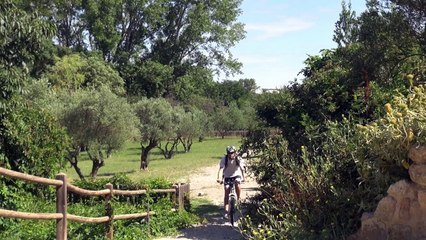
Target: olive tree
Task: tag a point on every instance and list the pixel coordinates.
(156, 123)
(101, 122)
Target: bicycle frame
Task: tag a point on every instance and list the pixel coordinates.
(232, 200)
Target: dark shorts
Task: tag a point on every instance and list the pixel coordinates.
(228, 181)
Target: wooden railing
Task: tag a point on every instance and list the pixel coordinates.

* WHAT TO DO
Write out every entry above again word for word, but leave the pictures out.

* FINISHED EXERCISE
Target: olive tree
Task: tag a point on every instance and list the pixel coordinates.
(156, 123)
(101, 122)
Target: bicycle frame
Task: tag a point on every instance and list the pixel coordinates.
(232, 200)
Target: dark shorts
Task: tag a point on every instance and list the pixel coordinates.
(228, 181)
Target: wooden railing
Task: tag a point on every instance and list the pixel coordinates.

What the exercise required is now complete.